- Work item
Among the lines of data below, reproduce only those from the one with "positive clicks: (303, 241)" through the one with "194L248 196L254 206L245", exactly as they stand, both ends included.
------------------------------
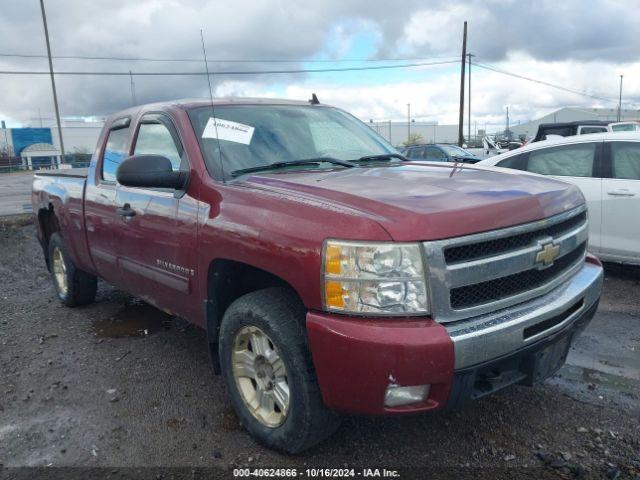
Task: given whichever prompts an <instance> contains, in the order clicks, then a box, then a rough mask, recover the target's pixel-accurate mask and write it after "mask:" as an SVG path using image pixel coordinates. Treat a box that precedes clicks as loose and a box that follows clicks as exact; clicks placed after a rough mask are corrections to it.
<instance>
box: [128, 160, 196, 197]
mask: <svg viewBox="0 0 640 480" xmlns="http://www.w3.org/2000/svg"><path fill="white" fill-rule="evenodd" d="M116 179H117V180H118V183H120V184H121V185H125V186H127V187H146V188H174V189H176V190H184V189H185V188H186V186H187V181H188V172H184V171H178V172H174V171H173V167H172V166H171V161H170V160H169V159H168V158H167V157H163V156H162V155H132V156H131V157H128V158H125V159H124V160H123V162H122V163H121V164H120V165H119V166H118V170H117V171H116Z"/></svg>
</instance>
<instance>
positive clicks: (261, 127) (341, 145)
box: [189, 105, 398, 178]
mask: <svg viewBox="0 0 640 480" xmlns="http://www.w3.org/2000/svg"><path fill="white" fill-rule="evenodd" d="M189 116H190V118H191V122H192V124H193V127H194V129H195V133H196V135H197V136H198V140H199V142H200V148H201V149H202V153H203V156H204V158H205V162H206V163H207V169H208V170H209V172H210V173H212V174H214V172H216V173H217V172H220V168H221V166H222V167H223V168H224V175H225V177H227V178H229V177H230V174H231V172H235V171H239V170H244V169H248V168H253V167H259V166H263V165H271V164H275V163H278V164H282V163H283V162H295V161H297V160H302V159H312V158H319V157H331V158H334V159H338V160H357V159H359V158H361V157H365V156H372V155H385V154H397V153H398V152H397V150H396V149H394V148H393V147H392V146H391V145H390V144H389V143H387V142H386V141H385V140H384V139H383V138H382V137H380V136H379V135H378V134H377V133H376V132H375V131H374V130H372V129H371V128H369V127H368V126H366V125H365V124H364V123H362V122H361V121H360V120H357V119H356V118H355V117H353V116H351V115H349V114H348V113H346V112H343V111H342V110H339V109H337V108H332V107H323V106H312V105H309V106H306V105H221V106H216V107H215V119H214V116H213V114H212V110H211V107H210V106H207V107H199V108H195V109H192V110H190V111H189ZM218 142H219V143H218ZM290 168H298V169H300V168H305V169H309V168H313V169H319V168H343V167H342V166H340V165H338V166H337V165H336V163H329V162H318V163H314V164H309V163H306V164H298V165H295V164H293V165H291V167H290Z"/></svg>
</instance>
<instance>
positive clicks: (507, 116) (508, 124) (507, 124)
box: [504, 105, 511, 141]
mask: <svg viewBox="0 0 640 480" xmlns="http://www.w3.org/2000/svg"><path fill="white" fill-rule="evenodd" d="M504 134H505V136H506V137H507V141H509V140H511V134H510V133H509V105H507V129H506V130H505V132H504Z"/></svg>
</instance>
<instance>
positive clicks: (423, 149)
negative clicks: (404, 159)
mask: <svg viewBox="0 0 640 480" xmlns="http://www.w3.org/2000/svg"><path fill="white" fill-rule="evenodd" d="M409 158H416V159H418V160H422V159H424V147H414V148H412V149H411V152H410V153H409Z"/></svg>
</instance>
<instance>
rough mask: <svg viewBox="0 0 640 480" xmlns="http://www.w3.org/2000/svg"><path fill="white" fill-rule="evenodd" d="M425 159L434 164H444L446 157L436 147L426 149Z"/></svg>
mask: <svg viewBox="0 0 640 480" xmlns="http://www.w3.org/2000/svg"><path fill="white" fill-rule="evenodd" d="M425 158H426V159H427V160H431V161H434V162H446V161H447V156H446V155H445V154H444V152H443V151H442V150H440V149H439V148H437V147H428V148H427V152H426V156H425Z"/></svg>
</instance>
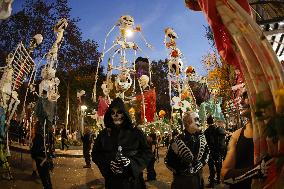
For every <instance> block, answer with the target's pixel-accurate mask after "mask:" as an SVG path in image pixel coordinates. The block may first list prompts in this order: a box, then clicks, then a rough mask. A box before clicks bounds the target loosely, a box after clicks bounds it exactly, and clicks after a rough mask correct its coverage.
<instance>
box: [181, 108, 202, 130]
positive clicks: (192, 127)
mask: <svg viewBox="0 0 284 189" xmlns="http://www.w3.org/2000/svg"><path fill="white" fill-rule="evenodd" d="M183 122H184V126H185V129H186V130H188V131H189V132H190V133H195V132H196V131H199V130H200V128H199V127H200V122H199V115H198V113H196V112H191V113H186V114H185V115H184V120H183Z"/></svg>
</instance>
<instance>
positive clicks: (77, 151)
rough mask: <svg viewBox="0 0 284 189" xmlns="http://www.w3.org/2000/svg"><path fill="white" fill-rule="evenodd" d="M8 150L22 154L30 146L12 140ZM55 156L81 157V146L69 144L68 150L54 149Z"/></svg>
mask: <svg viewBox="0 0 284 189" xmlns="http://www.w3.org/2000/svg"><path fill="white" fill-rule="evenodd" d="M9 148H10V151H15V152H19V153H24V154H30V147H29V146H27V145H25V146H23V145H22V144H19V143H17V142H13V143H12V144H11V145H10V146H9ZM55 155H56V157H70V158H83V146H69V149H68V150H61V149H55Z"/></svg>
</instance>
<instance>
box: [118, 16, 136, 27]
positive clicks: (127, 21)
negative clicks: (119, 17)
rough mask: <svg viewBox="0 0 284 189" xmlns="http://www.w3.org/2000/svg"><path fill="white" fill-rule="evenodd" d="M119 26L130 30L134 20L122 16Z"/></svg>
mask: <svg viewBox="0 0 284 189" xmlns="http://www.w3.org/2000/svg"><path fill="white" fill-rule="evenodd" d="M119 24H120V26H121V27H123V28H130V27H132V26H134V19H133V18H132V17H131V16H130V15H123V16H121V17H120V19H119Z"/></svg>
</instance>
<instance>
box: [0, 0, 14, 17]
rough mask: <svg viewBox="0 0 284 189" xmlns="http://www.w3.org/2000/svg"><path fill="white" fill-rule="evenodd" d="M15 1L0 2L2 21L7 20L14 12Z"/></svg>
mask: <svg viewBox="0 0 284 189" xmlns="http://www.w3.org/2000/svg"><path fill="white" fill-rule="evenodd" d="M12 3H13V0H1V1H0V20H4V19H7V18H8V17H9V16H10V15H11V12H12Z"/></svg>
------------------------------
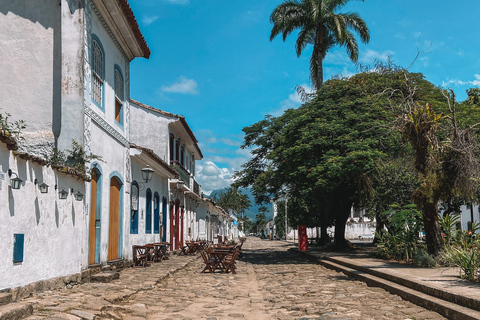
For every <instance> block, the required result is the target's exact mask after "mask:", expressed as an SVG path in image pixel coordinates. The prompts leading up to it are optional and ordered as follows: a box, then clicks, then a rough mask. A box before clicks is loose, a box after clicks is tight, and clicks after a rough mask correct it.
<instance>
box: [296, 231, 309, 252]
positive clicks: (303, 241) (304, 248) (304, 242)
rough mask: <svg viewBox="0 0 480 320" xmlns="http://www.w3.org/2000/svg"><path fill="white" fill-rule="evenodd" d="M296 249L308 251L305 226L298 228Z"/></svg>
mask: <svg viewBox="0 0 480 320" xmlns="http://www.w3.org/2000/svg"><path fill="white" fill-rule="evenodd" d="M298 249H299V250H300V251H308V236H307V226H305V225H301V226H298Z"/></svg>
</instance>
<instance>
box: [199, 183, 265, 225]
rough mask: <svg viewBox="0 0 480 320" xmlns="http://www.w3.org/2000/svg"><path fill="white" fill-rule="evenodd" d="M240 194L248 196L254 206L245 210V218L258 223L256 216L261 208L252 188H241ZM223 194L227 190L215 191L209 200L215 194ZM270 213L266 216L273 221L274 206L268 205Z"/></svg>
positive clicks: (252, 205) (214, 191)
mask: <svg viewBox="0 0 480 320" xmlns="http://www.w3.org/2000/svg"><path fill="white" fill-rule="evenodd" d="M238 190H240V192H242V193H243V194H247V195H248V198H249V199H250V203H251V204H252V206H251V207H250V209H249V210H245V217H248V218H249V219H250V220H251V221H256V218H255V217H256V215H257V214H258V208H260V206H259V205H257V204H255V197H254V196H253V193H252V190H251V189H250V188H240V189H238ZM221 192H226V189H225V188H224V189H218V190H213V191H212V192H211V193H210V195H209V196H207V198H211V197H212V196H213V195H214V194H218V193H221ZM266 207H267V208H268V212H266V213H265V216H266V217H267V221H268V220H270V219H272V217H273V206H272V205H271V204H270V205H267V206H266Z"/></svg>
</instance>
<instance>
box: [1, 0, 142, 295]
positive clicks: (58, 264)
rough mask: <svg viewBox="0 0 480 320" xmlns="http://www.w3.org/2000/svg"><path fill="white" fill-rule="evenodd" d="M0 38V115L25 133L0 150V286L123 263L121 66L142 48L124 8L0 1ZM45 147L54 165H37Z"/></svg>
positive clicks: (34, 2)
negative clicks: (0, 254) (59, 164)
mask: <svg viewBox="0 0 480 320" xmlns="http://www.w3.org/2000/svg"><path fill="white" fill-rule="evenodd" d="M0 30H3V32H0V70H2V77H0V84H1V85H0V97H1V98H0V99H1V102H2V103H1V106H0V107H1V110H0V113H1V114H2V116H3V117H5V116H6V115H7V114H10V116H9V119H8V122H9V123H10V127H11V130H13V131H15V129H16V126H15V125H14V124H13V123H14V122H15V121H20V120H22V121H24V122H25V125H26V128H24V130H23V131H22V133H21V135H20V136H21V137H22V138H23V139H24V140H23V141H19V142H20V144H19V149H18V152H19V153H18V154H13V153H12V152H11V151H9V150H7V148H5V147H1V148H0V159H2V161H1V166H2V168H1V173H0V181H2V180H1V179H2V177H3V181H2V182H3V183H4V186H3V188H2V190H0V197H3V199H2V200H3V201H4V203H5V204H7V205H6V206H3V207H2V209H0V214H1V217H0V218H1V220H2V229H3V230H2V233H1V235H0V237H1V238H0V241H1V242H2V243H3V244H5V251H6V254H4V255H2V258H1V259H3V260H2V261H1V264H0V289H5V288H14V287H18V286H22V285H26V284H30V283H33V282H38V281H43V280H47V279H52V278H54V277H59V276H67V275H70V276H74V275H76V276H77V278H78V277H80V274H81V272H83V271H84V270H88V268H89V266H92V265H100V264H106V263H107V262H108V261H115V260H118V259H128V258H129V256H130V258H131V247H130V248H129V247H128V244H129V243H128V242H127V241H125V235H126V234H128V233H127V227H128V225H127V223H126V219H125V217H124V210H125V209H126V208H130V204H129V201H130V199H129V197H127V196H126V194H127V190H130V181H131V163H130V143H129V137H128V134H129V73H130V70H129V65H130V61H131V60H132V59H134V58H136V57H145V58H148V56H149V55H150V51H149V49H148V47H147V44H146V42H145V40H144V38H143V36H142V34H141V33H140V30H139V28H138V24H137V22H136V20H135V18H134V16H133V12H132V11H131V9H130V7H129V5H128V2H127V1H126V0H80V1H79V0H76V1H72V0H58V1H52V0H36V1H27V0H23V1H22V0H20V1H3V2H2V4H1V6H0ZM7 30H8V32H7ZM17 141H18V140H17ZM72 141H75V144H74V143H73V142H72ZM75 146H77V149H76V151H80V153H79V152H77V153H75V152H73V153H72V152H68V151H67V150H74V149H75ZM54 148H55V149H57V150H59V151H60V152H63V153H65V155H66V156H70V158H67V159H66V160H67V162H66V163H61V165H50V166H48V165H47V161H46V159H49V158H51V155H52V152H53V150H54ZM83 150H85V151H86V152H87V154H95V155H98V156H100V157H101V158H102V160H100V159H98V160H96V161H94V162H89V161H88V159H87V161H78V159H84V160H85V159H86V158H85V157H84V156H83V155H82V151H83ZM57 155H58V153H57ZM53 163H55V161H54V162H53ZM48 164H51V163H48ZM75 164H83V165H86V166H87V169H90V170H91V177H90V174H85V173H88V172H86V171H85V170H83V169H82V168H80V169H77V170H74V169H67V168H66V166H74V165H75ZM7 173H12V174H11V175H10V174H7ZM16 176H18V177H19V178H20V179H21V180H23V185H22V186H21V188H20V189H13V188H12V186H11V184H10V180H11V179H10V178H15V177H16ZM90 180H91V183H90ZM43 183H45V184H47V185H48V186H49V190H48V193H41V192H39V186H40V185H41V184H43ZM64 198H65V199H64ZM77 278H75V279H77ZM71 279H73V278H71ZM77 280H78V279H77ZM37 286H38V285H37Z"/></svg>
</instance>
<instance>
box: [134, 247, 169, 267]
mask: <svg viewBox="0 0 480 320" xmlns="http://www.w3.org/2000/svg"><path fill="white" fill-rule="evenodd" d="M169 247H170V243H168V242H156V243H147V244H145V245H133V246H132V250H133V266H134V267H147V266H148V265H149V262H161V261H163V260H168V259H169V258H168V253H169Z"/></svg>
------------------------------
- Output for this task
positive clicks: (303, 241) (304, 248) (304, 242)
rough mask: <svg viewBox="0 0 480 320" xmlns="http://www.w3.org/2000/svg"><path fill="white" fill-rule="evenodd" d="M296 249L308 251L305 226L298 228Z"/></svg>
mask: <svg viewBox="0 0 480 320" xmlns="http://www.w3.org/2000/svg"><path fill="white" fill-rule="evenodd" d="M298 249H299V250H300V251H308V236H307V226H305V225H301V226H298Z"/></svg>
</instance>
<instance>
box: [199, 183, 265, 225]
rough mask: <svg viewBox="0 0 480 320" xmlns="http://www.w3.org/2000/svg"><path fill="white" fill-rule="evenodd" d="M240 194L248 196L254 206L245 210V218L258 223L256 216L261 208L252 188H241ZM223 194L227 190L215 191L209 200L215 194ZM270 213L266 216L273 221L274 206L268 205Z"/></svg>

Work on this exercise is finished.